## THE PROBLEM:
Render the rows below, from the first line up to and including the line with "[0,429,959,572]", as a Markdown table with the columns No. and Line. Number each line in order and leave out blank lines.

## EXTRACTED RECORDS:

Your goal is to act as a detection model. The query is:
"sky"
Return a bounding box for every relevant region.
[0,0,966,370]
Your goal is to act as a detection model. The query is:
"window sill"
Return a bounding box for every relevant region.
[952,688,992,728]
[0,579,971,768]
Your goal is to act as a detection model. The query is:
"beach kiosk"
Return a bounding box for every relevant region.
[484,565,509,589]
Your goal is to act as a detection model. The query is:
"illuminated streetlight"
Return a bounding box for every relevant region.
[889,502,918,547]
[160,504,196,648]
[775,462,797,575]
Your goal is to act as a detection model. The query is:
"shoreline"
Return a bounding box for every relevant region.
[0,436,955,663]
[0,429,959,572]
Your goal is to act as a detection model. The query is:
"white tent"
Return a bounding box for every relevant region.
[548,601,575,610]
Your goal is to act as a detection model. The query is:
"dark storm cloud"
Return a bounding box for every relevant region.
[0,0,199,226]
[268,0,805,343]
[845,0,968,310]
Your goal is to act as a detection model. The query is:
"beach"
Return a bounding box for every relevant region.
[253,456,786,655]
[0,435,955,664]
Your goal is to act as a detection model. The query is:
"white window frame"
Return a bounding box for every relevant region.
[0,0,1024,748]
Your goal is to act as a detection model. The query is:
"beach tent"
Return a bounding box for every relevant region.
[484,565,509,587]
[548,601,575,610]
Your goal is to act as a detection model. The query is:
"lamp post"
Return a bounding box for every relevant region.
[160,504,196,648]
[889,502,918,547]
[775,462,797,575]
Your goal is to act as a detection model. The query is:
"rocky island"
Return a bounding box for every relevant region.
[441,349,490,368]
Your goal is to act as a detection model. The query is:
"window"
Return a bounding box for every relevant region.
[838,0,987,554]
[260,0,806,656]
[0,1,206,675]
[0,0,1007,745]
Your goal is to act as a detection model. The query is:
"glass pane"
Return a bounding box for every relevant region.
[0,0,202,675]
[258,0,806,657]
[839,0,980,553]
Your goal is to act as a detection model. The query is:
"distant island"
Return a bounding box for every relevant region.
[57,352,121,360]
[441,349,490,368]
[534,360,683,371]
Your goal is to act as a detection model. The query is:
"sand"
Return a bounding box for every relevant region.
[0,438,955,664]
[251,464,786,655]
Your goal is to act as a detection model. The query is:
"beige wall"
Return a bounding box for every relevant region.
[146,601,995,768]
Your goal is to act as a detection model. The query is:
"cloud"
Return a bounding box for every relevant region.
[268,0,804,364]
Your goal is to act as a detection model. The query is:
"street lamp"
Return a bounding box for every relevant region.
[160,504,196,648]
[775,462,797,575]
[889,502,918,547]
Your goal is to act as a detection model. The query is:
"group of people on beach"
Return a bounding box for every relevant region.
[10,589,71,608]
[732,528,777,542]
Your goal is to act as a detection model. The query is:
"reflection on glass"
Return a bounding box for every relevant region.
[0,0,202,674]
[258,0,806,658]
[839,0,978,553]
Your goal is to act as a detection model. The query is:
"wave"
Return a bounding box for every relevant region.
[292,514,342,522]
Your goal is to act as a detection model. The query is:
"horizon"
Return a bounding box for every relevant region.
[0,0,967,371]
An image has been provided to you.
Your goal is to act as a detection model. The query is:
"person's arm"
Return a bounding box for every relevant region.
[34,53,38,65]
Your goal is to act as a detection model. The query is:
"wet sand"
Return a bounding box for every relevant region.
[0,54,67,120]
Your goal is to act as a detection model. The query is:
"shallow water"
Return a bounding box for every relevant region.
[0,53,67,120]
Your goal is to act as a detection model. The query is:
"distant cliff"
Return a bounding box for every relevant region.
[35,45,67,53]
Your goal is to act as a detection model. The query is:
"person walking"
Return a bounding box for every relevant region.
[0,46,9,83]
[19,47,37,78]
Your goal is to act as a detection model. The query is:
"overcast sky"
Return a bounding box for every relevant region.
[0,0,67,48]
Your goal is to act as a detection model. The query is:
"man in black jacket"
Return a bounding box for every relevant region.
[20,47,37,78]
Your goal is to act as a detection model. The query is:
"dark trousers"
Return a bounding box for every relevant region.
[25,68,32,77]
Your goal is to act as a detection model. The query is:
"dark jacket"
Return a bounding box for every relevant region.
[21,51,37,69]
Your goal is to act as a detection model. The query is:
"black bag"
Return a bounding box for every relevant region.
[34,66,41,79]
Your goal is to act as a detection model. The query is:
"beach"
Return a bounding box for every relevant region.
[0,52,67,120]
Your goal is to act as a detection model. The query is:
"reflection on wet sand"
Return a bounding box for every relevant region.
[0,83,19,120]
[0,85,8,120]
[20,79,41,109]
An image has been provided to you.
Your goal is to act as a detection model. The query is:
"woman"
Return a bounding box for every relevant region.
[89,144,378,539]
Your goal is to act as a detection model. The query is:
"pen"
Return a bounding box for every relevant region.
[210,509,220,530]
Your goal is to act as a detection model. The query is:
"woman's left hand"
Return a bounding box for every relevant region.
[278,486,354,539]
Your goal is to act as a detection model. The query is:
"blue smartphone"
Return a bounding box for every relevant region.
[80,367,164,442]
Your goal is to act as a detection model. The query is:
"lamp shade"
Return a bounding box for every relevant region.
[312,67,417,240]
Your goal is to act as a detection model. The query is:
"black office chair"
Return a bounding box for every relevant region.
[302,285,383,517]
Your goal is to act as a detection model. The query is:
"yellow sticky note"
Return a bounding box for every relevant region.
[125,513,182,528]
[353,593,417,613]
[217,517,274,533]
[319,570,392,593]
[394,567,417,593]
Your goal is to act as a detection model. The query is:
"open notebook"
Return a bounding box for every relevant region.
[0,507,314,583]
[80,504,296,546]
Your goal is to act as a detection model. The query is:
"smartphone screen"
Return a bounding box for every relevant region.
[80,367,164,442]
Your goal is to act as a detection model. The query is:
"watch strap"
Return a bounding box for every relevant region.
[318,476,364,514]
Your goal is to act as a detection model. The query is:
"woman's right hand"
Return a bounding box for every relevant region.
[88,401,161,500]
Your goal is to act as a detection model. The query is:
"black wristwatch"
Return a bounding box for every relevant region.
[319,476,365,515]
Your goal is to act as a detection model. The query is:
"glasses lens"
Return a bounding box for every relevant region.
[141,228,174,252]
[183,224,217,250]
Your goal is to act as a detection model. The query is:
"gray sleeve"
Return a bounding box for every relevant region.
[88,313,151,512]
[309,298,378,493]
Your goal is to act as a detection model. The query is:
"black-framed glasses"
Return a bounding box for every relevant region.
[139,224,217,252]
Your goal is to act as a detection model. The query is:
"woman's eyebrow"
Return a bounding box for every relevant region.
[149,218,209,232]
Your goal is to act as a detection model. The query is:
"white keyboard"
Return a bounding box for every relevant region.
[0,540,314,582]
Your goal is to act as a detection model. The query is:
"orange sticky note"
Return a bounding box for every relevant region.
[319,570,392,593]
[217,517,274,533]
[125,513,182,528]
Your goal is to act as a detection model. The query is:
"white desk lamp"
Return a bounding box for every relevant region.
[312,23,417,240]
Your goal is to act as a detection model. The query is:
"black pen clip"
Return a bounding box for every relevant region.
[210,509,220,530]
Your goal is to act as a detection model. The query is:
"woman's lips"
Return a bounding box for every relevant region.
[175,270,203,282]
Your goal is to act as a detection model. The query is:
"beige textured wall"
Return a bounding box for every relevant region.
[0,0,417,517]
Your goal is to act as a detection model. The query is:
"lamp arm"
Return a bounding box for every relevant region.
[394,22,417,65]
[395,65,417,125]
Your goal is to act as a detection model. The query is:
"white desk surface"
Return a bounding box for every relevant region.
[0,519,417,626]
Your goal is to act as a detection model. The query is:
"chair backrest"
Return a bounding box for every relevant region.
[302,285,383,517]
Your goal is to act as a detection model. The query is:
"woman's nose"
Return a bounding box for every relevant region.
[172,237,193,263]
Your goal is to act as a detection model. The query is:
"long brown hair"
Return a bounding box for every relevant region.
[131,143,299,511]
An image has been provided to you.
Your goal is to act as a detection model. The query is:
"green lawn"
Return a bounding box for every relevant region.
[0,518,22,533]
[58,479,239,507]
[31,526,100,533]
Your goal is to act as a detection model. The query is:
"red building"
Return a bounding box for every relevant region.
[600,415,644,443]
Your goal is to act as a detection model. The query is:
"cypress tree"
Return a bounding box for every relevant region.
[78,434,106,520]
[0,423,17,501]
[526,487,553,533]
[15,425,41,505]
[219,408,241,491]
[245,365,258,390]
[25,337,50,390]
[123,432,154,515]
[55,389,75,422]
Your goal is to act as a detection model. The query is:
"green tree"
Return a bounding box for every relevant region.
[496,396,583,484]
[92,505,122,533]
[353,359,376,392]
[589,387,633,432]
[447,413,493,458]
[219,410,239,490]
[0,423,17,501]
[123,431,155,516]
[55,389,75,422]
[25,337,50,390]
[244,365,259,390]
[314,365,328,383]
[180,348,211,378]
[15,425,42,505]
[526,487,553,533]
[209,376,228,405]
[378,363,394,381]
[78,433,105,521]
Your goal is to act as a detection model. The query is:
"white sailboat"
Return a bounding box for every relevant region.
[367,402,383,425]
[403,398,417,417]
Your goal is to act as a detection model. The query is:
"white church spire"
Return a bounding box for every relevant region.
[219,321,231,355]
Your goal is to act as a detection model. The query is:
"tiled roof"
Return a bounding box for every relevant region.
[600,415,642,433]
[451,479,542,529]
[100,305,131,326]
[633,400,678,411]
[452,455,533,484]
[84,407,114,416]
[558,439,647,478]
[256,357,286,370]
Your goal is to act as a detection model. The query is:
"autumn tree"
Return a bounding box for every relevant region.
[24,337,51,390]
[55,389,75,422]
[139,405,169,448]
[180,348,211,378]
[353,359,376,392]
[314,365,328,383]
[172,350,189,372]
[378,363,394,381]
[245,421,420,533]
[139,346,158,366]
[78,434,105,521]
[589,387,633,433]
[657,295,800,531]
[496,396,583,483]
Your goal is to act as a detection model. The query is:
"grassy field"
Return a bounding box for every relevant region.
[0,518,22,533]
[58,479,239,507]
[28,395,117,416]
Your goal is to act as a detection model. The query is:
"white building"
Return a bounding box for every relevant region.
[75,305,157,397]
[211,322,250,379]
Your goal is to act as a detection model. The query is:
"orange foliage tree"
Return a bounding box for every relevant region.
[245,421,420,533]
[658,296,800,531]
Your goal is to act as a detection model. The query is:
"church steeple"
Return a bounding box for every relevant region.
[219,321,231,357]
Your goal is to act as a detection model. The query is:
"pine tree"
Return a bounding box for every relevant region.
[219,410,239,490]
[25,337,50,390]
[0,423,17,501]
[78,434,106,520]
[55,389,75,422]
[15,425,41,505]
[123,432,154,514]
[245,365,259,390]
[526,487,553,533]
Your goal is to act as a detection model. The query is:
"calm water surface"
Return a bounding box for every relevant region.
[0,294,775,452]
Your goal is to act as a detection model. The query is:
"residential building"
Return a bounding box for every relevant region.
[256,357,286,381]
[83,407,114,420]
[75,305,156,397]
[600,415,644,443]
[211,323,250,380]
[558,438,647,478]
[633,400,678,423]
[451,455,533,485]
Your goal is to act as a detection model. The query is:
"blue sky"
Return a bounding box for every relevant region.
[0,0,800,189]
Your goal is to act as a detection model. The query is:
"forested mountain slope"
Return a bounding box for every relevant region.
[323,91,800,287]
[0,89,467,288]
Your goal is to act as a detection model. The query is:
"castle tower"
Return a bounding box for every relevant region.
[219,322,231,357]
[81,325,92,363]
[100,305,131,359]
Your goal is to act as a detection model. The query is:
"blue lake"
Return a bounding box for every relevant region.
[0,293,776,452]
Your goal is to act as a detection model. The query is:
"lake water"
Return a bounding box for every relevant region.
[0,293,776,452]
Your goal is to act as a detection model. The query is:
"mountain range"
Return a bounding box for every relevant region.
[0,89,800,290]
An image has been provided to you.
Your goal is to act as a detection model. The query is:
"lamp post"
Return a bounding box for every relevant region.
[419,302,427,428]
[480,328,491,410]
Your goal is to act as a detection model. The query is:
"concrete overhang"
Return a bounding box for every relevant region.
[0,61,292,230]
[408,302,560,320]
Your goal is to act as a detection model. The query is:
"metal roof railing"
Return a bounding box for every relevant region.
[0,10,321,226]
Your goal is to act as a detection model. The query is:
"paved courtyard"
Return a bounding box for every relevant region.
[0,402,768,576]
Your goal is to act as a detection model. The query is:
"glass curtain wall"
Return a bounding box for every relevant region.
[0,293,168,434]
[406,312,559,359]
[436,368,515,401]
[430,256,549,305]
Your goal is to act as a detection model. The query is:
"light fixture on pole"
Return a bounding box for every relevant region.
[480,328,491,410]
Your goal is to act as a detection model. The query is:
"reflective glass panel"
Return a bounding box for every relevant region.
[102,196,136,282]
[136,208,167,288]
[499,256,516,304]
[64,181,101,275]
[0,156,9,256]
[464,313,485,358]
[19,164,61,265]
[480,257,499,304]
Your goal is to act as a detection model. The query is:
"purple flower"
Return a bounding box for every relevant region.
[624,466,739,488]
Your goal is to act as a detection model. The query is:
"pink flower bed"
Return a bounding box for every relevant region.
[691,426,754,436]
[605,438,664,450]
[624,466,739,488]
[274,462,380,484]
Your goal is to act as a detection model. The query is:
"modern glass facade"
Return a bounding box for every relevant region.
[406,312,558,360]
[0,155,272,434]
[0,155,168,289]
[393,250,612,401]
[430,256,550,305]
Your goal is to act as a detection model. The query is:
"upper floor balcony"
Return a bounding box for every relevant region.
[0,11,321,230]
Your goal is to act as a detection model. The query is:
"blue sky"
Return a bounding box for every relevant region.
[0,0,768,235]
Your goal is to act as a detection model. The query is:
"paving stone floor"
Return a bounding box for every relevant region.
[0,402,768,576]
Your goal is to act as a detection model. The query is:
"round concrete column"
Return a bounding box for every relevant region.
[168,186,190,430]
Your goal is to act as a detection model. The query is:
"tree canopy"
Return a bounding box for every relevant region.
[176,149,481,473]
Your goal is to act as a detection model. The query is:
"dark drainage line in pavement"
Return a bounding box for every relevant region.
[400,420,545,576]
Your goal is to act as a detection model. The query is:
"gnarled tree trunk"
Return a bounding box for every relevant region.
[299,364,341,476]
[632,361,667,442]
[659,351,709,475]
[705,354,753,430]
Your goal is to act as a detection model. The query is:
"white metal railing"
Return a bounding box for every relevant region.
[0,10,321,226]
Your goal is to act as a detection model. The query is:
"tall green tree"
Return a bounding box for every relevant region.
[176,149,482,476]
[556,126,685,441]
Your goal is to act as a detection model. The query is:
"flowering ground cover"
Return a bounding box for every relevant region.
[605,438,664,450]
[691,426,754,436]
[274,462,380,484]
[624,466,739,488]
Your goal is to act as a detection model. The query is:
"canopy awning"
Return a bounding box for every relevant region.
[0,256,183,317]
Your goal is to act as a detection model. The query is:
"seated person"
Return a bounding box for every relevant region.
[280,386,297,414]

## FINAL RESULT:
| No. | Line |
|---|---|
| 1 | Your goal is to act as a detection model. The query is: |
| 2 | "sky" |
| 3 | Return a bounding box for every relevant region. |
| 4 | [0,0,966,370] |
| 5 | Your goal is to act as a detection model. The query is: |
| 6 | "window sill" |
| 7 | Return a bounding box for every relevant region. |
| 8 | [952,688,992,728] |
| 9 | [0,579,971,768] |
| 10 | Your goal is to act as a detection model. The query is: |
| 11 | "beach kiosk" |
| 12 | Return a bounding box for every relevant region. |
| 13 | [484,565,509,589] |
| 14 | Your goal is to act as a detection model. The query is: |
| 15 | "illuminated streetlight" |
| 16 | Return a bounding box for every relevant region. |
| 17 | [889,502,918,547] |
| 18 | [160,504,196,648] |
| 19 | [775,462,797,575] |
| 20 | Your goal is to act as a detection model. The query is: |
| 21 | "shoreline" |
| 22 | Return a bounding box for every relevant region. |
| 23 | [0,436,955,663] |
| 24 | [0,429,959,572] |